Work to complete:
Reproduce every entry exactly, without alteration.

(Dataset rows on where objects appear)
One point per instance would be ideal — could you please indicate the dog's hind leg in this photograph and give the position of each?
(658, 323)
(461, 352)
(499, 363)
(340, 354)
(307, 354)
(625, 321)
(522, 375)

Full solution:
One point per instance would be ideal — could you please indicate the dog's hind leg in this photograph and give the position of each?
(658, 323)
(461, 352)
(499, 363)
(340, 354)
(307, 354)
(625, 321)
(522, 375)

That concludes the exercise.